* [TASKS TO CARRY OUT]
a - Transcribe from the forum thread below, from "I thought the" up to and including "Fate (Sep 21, 2010)".
b - In the forum thread below, what kind of student does konradv say Bush was?
c - For each statement, say yes or no on whether it agrees with the forum thread below, and quote the words that settle it.
(i) The post that konradv quotes names Obama's bio as "Dreams of my Father."
(ii) konradv says Obama was on the Law Review.
(iii) The quoted poster says this is the first time he has asked the question.

* [SOURCE DOCUMENT]
/---

And what did you do in high school? I don't think you can hold anything anyone did in their teen years in high school against them.


----------



## konradv (Sep 21, 2010)

bigrebnc1775 said:


> I have asked this question a few times in other threads and no one seems to want to answer it. I don't know if they are to busy with their heated debates to notice my question or not. So I figure I will start a thread and ask it directly
> 
> In obama's Bio "Dreams of my Father" he said he went through the last two years of high school in a haze, meaning he was a stoner. He also hinted that he would rather drink and do drugs then do school work. Now how can someone with this mentality and thinking *be able to enter into Harvard law school.* This is why I would like to see he college transcripts. With how he does when he is not being directed by a teleprompter and the way he's running a country that he has been intrusted with I cannot see how he managed to even make a acceptable entrance exam dumb fuck college.



I thought the same thing about Bush.  Who cares if Obama was AA, when the elite have had their own for generations called "legacy"?  Futhermore, Bush was a 'C' student, while Obama was on the Law Review.  If there's anything to look into, let's go for the more obvious situation first, K?


----------



## Jack Fate (Sep 21, 2010)

\---

* [SOURCE EXCERPT]
/---

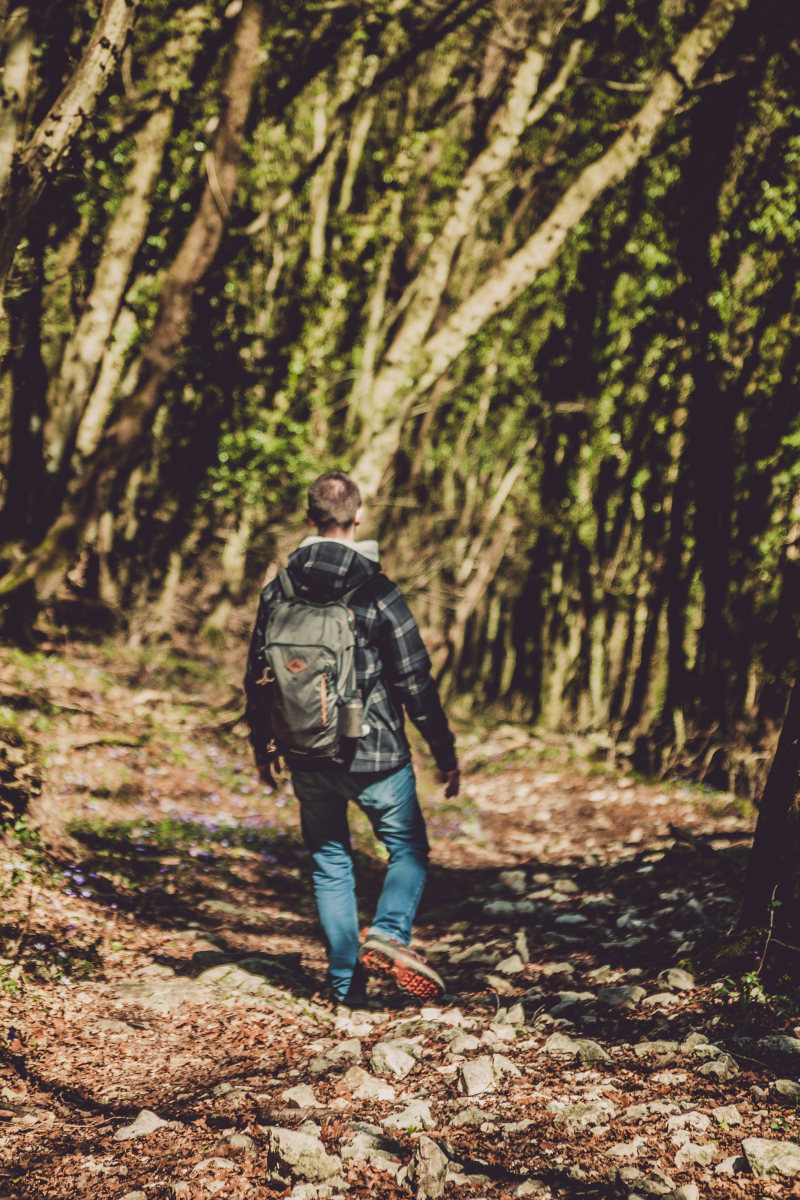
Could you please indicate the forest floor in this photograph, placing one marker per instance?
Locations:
(163, 1024)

\---

* [SOLUTIONS]
a -
I thought the same thing about Bush.  Who cares if Obama was AA, when the elite have had their own for generations called "legacy"?  Futhermore, Bush was a 'C' student, while Obama was on the Law Review.  If there's anything to look into, let's go for the more obvious situation first, K?


----------



## Jack Fate (Sep 21, 2010)

b - A 'C' student.

c -
(i) Yes: "In obama's Bio "Dreams of my Father""
(ii) Yes: "while Obama was on the Law Review"
(iii) No: "I have asked this question a few times in other threads"